-------- Record set --------

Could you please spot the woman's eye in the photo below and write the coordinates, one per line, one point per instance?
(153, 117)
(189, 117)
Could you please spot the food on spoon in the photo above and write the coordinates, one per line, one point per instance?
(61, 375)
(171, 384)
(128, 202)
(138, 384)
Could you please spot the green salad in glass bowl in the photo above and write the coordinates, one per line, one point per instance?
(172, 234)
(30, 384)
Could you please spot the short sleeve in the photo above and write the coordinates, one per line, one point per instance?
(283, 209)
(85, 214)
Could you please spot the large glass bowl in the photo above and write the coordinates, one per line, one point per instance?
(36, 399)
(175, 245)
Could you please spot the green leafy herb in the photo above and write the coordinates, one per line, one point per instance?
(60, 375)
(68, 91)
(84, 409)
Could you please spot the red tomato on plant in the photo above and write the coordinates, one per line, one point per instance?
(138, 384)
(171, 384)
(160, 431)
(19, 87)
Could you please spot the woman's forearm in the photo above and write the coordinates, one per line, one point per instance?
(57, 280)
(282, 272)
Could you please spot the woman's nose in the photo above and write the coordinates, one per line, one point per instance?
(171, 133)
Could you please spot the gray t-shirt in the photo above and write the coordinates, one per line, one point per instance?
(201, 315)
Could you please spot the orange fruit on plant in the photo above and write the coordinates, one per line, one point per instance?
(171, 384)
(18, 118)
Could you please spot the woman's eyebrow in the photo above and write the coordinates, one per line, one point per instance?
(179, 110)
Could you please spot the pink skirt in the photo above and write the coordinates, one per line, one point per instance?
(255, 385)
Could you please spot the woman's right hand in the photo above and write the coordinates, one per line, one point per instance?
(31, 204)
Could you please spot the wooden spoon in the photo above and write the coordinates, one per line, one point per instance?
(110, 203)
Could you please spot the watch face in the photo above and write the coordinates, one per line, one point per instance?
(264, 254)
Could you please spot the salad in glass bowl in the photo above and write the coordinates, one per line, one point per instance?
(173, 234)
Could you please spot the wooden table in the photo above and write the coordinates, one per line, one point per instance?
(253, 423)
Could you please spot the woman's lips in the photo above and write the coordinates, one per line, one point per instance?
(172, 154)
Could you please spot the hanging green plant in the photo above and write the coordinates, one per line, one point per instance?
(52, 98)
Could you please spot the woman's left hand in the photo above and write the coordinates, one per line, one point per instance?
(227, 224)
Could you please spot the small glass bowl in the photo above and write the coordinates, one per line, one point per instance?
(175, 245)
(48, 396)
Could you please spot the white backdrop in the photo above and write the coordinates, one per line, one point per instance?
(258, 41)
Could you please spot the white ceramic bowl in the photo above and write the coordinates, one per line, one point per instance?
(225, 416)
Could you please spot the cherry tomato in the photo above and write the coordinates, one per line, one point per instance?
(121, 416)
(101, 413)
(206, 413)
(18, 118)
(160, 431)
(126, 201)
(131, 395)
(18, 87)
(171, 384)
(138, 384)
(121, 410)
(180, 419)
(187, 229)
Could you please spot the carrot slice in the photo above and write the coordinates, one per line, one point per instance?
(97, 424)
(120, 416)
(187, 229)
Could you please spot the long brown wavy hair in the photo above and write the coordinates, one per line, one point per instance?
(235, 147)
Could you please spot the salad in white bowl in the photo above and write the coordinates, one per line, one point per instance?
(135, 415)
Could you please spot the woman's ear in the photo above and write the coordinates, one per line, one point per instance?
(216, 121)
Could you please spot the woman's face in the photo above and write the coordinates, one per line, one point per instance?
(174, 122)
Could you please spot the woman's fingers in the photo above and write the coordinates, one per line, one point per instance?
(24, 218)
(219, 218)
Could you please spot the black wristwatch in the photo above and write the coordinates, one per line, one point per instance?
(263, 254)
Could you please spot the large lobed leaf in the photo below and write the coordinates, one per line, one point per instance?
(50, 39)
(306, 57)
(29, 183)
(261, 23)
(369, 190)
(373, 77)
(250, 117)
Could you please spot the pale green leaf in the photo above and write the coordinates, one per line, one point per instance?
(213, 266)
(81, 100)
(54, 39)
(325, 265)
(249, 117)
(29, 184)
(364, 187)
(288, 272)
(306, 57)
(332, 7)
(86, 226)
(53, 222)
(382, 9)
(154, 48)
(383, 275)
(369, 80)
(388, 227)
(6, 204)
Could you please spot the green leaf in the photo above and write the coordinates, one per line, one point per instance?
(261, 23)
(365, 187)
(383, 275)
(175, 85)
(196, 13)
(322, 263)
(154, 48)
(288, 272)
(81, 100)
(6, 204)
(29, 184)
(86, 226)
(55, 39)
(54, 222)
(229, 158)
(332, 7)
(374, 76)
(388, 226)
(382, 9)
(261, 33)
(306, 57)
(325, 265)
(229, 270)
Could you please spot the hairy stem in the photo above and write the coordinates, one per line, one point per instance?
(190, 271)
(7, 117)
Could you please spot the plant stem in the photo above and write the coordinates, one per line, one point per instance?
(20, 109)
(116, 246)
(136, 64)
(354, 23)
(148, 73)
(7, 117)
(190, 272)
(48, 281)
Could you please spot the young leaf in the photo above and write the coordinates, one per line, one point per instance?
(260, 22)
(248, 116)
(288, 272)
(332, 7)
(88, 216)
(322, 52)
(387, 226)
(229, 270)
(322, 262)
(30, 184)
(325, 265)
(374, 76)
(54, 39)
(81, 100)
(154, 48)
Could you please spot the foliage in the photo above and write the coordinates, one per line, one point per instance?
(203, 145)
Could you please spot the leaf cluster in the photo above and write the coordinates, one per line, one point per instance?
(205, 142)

--------

◆ Task brief ◆
Copy everything from the line containing "Could you please spot the young" down to the end of the items, leaving the text lines as they are and scaling each answer coordinate by 2.2, rounded to a whole number with halves going up.

◆ Solution for this exercise ◆
Could you please spot the young leaf in the photo above and write the coordinates, one per line, one point per instance?
(572, 48)
(546, 255)
(634, 598)
(730, 15)
(194, 475)
(708, 114)
(851, 497)
(504, 594)
(708, 576)
(66, 405)
(715, 583)
(823, 167)
(119, 86)
(178, 220)
(339, 106)
Could you please spot the foliage in the photo above and write the coordinates, one per line, one point per instance?
(447, 319)
Could you please spot the leaf cluster in the photo above and write the coordinates, one per line, one point per instance?
(451, 312)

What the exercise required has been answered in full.